-- GOAL --
Can you write out the rows again from the line containing "# test: point to the sneaker, one" through the end of the rows, requests included, raising every point coordinate in the answers by 4 and leaving the requests and their sample formats unchanged?

★ ★ ★

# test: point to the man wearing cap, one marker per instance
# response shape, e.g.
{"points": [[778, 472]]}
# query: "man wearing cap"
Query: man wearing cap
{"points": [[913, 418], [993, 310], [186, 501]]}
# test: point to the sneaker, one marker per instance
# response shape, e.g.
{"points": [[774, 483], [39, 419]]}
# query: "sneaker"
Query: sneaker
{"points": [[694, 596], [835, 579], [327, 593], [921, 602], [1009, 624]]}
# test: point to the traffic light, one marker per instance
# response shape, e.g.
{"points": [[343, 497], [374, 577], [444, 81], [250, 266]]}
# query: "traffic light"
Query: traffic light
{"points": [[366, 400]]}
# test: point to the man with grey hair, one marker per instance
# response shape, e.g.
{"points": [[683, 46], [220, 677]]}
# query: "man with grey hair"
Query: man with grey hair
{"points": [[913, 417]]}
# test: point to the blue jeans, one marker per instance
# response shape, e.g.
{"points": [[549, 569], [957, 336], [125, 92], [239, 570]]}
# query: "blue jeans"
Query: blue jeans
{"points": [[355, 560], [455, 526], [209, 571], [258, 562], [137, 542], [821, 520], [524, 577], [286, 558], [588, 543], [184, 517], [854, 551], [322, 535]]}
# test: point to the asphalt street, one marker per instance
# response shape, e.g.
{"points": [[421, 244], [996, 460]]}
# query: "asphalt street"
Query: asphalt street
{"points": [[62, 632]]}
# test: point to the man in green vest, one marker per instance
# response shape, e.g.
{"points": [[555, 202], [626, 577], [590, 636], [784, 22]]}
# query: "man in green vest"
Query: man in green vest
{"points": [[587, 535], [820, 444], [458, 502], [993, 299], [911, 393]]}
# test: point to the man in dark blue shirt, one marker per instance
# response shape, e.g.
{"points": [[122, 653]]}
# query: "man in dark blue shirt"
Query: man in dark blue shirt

★ ★ ★

-- EXERCISE SOLUTION --
# test: point to the sneaker, one marker per instance
# response shape, e.g.
{"points": [[774, 483], [39, 419]]}
# query: "sneaker"
Query: sneaker
{"points": [[698, 600], [839, 583], [331, 597], [925, 606], [1013, 628]]}
# test: point to the traffic light, one marker per instance
# response shape, e.g.
{"points": [[343, 497], [374, 577], [444, 81], [250, 266]]}
# query: "traffic light"
Query: traffic light
{"points": [[370, 404]]}
# test: point to the man with grey hair, one marker per instance
# response shape, e.g.
{"points": [[683, 46], [220, 677]]}
# query: "man with grey hair"
Query: man with grey hair
{"points": [[917, 421]]}
# test: point to the blue jeans, one marker per instance
# response shape, e.g.
{"points": [[549, 569], [957, 336], [125, 92], [239, 570]]}
# query: "blue jeans"
Query: blue jeans
{"points": [[359, 564], [459, 530], [213, 575], [262, 566], [141, 546], [825, 524], [528, 581], [290, 562], [592, 547], [188, 521], [858, 555], [326, 539]]}
# test: point to the asphalt street, one marker per instance
# response shape, e.g.
{"points": [[421, 244], [996, 460]]}
# query: "asphalt street"
Query: asphalt street
{"points": [[66, 636]]}
# test: point to the man in green vest, one marker per instance
# response shape, e.g.
{"points": [[555, 202], [626, 577], [590, 636], [784, 22]]}
# query: "man in green vest"
Query: man in green vest
{"points": [[591, 539], [824, 448], [462, 506], [997, 303], [915, 397]]}
# test: point to the man in dark blue shirt, one marker per instance
# response shape, e.g.
{"points": [[122, 653]]}
# query: "man in dark blue shirt"
Query: man in dark blue shirt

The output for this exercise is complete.